-- Work request --
Translate this sentence from the conference abstracts below into Spanish: "The foundation of this model is supportive management."

Opening access to public libraries for children with special needs and their families
National 2016 Conference, 29 August-2 September 2016 Adelaide: Engage Create Lead.
[Peer reviewed] This conference paper discusses the issues faced by children with special needs and their families when accessing public libraries.
The research found there were five common elements that libraries focussed on when addressing issues of accessibility for children with special needs and their families. These elements were: Collections, Programs, Partnerships, Physical barriers (space and equipment), Training. The elements were used to create an inclusive library model. The foundation of this model is supportive management. The inclusive libraries model provides an entry point and structure for public libraries wanting to improve access for children with special needs and their families.
Fun palace: everyone an artist, everyone a scientist
National 2016 Conference, 29 August-2 September 2016 Adelaide: Engage Create Lead.
This conference presentation (PowerPoint slides) supports the paper which discusses how in 2015 State Library of Queensland (SLQ) led and facilitated Fun Palace events at libraries across Queensland. Originating in the United Kingdom, Fun Palaces are free, welcoming events combining arts and sciences, made for and with local people. The Fun Palaces campaign is an ongoing movement for culture at the heart of the community. Held at libraries, museums, town halls, theatres and more these family events are as large or small as the organisers want to make them. In 2015 SLQ provided funding to seven public libraries, these were libraries from Gold Coast, Mossman, Beaudesert, Lowood, Longreach, Weipa and Thursday Island. The libraries hosted jugglers, archaeologists, cartoonists and robotics experts and enthusiasts from their local community to celebrate art and science in all its forms. Participants at SLQ could tumble, skip, leap and hoop with Vulcana Kids Circus, meet a giant virus and help it grow, program, control and battle a robot, go air surfing with walk-along gliders, paint a mural with veggies and much more. SLQ also developed a comic maker as a contribution to the global event.
The eyes have it: individual differences and eye gaze behaviour in biomedical search
ALIA National 2016 Conference, 29 August-2 September 2016 Adelaide: engage create lead.
A poster paper describing a research project funded in part by the 2014 ALIA Research Grant Award.
This research lies at the emerging field of human information interaction and retrieval (CHIIR), with particular emphasis on user-centred approaches to information retrieval. The project included designing and conducting a user experiment to assess the effect of displayed Medical Subject Heading (MeSH) terms on gaze and search behaviour.
The results include several kinds of research data that inform the understanding of the relationship between interface, reading patterns, search behaviour and search performance.

-- Information provided --

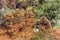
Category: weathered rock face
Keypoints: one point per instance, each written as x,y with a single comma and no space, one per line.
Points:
45,24
17,26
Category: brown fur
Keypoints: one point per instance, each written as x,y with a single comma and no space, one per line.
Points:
45,24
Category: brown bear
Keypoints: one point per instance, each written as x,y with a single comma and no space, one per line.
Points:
45,24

-- Task output --
La base de este modelo es una gestión que brinda apoyo.